◆ Trecho citado:
Nos canais de bate-papo, pelo MSN ou pelos scraps do Orkut, a moda é o internetês. Neologismo que designa uma linguagem característica da troca de informação no mundo virtual, que não segue normas gramaticais e cria uma gama própria de substantivos, adjetivos e verbos com uso restrito de caracteres. Ou seja, causa uma mutação na língua portuguesa, desmoronando-a totalmente.
O internetês transforma palavras em códigos, numa escrita rápida e direcionada. As criações atingem os mais impensáveis limites da imaginação humana. Etimologicamente, qual o significado de ‘BLZ’ e ‘ABÇ’? Os acadêmicos reacionários vão falar que ambas as palavras não passam de uma acumulação ilógica de letras do alfabeto latino.
Escrever no ciberespaço por meio do internetês, horas, horas e mais horas por dia, pode refletir no acondicionamento cultural e psicológico do indivíduo, ainda mais se este estiver em fase de crescimento – lembrando que crianças e adolescentes, mais que os adultos, têm aguçada a memória visual. Por reunir um aspecto formal dinâmico, essa escrita instantânea identifica e aproxima grupos como uma extensa comunidade.

◆ Dados registrados:
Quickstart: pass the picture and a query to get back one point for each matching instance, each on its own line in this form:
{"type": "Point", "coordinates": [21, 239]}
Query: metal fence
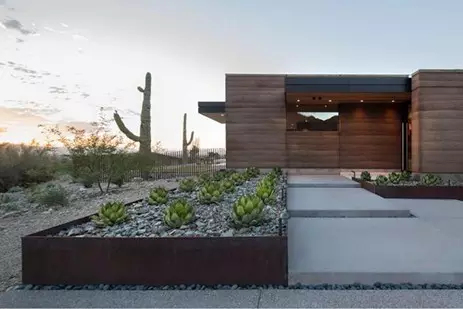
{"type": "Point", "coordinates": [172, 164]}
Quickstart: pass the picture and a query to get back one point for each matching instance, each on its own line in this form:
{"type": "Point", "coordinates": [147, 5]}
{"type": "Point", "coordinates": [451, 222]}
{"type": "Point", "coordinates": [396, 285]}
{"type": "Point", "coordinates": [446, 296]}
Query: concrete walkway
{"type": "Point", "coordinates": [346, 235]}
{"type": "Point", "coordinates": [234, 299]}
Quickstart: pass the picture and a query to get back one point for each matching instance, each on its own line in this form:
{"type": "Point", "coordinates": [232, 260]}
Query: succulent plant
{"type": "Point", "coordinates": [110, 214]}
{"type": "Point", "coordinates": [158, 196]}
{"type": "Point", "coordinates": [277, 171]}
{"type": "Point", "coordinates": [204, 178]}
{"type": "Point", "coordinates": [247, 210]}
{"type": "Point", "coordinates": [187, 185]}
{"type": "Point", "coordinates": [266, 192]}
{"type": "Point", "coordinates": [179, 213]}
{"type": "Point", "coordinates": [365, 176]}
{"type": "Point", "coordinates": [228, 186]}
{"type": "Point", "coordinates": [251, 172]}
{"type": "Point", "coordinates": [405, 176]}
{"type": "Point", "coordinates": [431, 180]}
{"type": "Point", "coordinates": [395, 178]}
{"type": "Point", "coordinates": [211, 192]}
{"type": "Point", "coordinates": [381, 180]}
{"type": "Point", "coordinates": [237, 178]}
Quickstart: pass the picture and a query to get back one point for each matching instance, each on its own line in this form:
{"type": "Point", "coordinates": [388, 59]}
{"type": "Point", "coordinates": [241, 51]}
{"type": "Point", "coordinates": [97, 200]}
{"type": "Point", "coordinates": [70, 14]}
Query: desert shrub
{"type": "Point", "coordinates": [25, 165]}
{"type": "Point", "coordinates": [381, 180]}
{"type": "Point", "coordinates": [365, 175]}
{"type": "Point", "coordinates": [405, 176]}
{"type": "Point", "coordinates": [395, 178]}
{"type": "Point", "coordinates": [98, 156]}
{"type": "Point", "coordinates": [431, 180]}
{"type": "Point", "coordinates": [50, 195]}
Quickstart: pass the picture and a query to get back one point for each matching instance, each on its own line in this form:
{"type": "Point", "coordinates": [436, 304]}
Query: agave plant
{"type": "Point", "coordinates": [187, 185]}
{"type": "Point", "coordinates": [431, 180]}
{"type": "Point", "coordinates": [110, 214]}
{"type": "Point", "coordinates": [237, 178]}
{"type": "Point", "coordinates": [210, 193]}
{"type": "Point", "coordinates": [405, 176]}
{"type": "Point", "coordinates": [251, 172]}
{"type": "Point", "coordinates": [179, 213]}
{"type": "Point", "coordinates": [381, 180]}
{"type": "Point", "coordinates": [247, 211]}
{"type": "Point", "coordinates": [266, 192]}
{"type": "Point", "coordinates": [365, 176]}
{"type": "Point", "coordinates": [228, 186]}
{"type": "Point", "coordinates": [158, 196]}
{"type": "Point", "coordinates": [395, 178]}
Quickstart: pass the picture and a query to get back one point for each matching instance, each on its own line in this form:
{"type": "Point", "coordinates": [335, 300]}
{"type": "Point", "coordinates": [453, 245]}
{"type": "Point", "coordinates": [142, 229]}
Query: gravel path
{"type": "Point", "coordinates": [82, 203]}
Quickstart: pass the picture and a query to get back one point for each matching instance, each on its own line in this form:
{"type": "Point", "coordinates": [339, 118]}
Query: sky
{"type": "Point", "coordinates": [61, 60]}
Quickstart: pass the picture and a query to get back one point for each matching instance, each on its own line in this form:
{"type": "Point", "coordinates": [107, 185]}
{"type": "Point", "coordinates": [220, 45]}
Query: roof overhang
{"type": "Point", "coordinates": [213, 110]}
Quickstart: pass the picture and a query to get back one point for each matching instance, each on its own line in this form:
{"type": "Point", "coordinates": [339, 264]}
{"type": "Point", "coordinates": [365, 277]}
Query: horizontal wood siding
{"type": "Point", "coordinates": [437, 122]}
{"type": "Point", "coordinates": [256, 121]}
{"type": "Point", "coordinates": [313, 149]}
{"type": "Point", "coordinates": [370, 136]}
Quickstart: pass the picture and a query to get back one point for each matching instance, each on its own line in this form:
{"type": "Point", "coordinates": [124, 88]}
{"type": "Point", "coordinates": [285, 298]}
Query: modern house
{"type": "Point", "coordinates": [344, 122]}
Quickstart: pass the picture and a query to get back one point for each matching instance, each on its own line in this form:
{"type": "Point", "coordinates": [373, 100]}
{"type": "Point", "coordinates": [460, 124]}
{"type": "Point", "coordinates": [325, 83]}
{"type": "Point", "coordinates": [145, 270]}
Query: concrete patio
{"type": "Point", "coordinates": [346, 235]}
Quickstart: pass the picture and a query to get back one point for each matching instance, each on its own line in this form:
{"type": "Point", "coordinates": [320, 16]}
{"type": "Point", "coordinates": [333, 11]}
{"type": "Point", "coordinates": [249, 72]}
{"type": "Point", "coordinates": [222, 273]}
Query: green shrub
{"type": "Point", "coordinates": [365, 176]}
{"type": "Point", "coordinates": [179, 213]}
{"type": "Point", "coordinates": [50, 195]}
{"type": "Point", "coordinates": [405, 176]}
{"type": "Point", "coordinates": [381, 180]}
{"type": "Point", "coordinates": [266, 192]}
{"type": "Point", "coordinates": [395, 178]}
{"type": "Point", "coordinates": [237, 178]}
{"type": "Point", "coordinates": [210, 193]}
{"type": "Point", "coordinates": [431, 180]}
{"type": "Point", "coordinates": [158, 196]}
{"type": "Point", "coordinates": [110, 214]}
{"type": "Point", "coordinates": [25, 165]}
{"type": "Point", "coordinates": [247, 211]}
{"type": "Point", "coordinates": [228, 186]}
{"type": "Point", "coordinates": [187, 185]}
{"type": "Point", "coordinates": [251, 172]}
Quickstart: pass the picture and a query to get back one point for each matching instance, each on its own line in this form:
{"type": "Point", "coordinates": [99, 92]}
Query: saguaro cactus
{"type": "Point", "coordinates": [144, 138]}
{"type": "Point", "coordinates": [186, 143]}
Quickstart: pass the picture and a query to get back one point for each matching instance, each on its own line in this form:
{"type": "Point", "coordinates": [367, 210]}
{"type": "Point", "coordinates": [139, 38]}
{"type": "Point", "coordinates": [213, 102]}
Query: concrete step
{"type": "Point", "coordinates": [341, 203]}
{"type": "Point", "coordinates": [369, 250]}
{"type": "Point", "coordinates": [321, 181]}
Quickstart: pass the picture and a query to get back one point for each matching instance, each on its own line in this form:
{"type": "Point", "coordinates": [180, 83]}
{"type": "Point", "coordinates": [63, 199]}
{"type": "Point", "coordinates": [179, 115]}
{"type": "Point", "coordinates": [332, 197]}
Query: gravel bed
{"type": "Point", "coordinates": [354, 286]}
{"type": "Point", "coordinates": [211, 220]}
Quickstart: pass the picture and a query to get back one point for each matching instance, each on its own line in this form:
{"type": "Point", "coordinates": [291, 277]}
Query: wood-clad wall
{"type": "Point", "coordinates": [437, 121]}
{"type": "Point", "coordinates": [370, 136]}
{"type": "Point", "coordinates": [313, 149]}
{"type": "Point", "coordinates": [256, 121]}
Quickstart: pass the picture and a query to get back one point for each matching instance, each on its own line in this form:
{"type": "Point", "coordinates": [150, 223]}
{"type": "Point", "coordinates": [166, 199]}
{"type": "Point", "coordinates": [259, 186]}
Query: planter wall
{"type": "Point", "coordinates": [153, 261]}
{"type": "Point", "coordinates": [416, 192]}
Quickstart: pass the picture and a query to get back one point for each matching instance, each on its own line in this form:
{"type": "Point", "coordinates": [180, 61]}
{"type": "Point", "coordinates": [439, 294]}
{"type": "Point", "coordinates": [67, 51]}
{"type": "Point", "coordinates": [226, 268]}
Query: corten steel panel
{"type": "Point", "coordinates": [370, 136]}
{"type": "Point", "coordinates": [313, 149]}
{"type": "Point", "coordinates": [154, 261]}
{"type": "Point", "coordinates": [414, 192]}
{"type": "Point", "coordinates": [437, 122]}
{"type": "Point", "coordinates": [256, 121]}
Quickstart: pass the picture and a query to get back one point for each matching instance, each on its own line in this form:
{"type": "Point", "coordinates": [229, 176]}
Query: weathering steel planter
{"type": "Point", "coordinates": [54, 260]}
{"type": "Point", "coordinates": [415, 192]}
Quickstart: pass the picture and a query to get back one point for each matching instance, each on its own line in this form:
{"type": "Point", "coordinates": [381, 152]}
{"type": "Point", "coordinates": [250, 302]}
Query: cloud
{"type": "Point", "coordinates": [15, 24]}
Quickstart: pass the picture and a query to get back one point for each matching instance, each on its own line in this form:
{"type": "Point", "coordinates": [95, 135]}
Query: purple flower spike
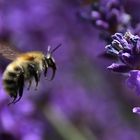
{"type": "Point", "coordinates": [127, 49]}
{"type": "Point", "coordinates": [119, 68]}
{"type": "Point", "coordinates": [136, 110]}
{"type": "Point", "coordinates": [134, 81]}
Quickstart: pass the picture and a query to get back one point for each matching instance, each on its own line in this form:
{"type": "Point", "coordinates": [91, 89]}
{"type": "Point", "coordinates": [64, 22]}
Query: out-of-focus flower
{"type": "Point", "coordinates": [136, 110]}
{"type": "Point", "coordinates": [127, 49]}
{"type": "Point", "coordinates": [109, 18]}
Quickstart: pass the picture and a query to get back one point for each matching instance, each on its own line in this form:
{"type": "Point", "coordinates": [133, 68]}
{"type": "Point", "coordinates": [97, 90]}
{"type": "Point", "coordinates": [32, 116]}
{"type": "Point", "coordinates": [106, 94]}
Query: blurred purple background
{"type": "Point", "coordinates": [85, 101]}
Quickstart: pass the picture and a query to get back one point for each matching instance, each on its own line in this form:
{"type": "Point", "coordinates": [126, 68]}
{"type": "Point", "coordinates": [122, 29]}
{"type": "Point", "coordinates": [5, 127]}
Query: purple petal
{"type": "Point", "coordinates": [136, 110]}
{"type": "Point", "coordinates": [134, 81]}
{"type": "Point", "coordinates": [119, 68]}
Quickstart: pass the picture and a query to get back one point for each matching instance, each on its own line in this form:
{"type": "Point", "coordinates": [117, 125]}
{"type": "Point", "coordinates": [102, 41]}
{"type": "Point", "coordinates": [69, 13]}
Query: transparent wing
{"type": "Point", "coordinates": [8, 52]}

◆ Requisitos do exercício:
a – Quais linhas da listagem contêm a palavra "steel"? Liste cada uma delas por inteiro.
b – Prolongue o texto sobre o internetês, escrevendo a continuação logo após a última frase apresentada.

◆ Respostas por tarefa:
a –
Query: corten steel panel
Query: weathering steel planter

b –
O pronome leproso
O uso do internetês pode ser um complexo agravante quando a linguagem por corruptela escapa do campo virtual e migra para o falar e escrever do cotidiano. Isto tem gerado preocupação entre professores do ensino infantil e ginasial em decorrência dos textos dos alunos estarem com códigos indecifráveis, repletos de palavras mutiladas. Não é difícil encontramos crianças de sete anos de idade à frente do computador teclando no MSN; em pleno estágio de desenvolvimento psicológico, já se acostumam àquelas práticas ditadas pelas regras da linguagem rápida da internet. Em pouco tempo estarão aptas a adotar a escrita mal formulada, levando o que aprenderam no chat para seu mundo escolar.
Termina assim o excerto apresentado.